> _EXERCISE REQUIREMENTS_
Repeat every item below word for word, keeping the lines in their original order.

--- Begin DATASET CONTENT ---

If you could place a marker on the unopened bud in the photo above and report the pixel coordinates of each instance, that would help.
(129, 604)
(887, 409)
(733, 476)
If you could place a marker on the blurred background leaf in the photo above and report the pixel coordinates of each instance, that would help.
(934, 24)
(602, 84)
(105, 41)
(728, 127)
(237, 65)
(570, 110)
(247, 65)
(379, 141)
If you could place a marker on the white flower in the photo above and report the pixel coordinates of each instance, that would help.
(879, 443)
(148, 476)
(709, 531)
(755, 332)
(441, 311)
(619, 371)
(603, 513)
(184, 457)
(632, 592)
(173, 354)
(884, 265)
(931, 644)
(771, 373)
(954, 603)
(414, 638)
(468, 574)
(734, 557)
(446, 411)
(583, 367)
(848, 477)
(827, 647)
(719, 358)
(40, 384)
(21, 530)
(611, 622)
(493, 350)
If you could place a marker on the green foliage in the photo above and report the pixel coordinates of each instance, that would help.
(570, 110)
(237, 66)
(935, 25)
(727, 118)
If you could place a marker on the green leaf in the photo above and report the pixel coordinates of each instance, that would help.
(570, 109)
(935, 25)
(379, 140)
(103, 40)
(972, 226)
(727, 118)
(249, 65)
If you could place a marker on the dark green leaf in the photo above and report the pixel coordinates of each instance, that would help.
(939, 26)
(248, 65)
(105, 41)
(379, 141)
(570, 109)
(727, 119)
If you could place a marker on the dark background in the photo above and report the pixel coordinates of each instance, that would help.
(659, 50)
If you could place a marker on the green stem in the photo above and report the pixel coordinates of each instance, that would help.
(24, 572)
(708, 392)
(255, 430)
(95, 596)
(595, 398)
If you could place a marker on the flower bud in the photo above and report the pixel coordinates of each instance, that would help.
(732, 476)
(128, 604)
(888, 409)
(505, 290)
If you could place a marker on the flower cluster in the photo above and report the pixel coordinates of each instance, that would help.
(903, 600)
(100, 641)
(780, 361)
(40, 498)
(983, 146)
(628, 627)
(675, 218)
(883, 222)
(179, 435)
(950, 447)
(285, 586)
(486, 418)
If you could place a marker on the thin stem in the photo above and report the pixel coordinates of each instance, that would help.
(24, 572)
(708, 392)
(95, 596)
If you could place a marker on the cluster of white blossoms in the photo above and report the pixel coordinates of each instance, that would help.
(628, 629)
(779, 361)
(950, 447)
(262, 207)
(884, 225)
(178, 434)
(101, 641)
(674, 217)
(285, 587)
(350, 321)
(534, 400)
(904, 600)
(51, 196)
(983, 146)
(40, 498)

--- End DATASET CONTENT ---

> _CORRECT ANSWER_
If you could place a marker on the unopened bud in the photo above and report the pixel coordinates of each instance, that would help.
(129, 604)
(887, 409)
(733, 476)
If you could place a marker on the blurred background leaf in the photo above and report the pixel coordinates of each instance, that would help.
(934, 24)
(602, 84)
(105, 41)
(728, 127)
(237, 65)
(570, 110)
(247, 65)
(379, 141)
If you could place a marker on the white flower in the photo above and report the pixel coordinates of each instance, that would help.
(879, 443)
(148, 476)
(709, 531)
(755, 332)
(441, 311)
(619, 371)
(603, 513)
(184, 457)
(632, 592)
(173, 354)
(884, 265)
(931, 644)
(771, 373)
(954, 603)
(414, 638)
(468, 574)
(734, 557)
(446, 411)
(583, 367)
(848, 477)
(827, 647)
(719, 358)
(40, 384)
(21, 530)
(611, 622)
(493, 350)
If you could place a marker on the green foliage in the photo above and report the pixel coordinates of each instance, that would help.
(570, 110)
(237, 66)
(935, 25)
(727, 118)
If you could place a marker on the green leaf in the photo above and report the pixel coordinates of each instance, that would help.
(570, 109)
(935, 25)
(379, 140)
(103, 40)
(972, 226)
(727, 118)
(249, 65)
If you could place a marker on the dark green leaf in the photo above and report the pixel coordinates of each instance, that would help.
(939, 26)
(248, 65)
(105, 41)
(379, 141)
(570, 109)
(727, 119)
If you could place a marker on the dark background in the photo above and report the pixel coordinates of each instance, that would help.
(659, 50)
If you could place a marker on the green stem in the photo above and report the pixel coordinates of each instance, that would help.
(24, 572)
(708, 392)
(255, 430)
(95, 596)
(595, 398)
If you could place a marker on the flower bud in the photo above and report the pixel coordinates of each instance, that would help.
(732, 476)
(128, 604)
(888, 409)
(505, 290)
If you could place a marker on the flower cluster in the photo above and report the pixel coordinates of each instance, that would help.
(903, 600)
(100, 641)
(780, 361)
(40, 498)
(983, 146)
(628, 627)
(675, 218)
(883, 222)
(179, 435)
(950, 447)
(285, 586)
(486, 418)
If you could place a marker on the thin stem in the photo above and report the pixel coordinates of each instance, that would help.
(24, 572)
(708, 392)
(95, 596)
If you could place a marker on the cluster of white blossoms in the photo above and report the pixel coordinates of each instance, that would help.
(628, 629)
(779, 361)
(950, 447)
(262, 207)
(884, 225)
(178, 434)
(101, 641)
(674, 217)
(285, 587)
(350, 321)
(534, 400)
(904, 600)
(51, 196)
(983, 146)
(40, 498)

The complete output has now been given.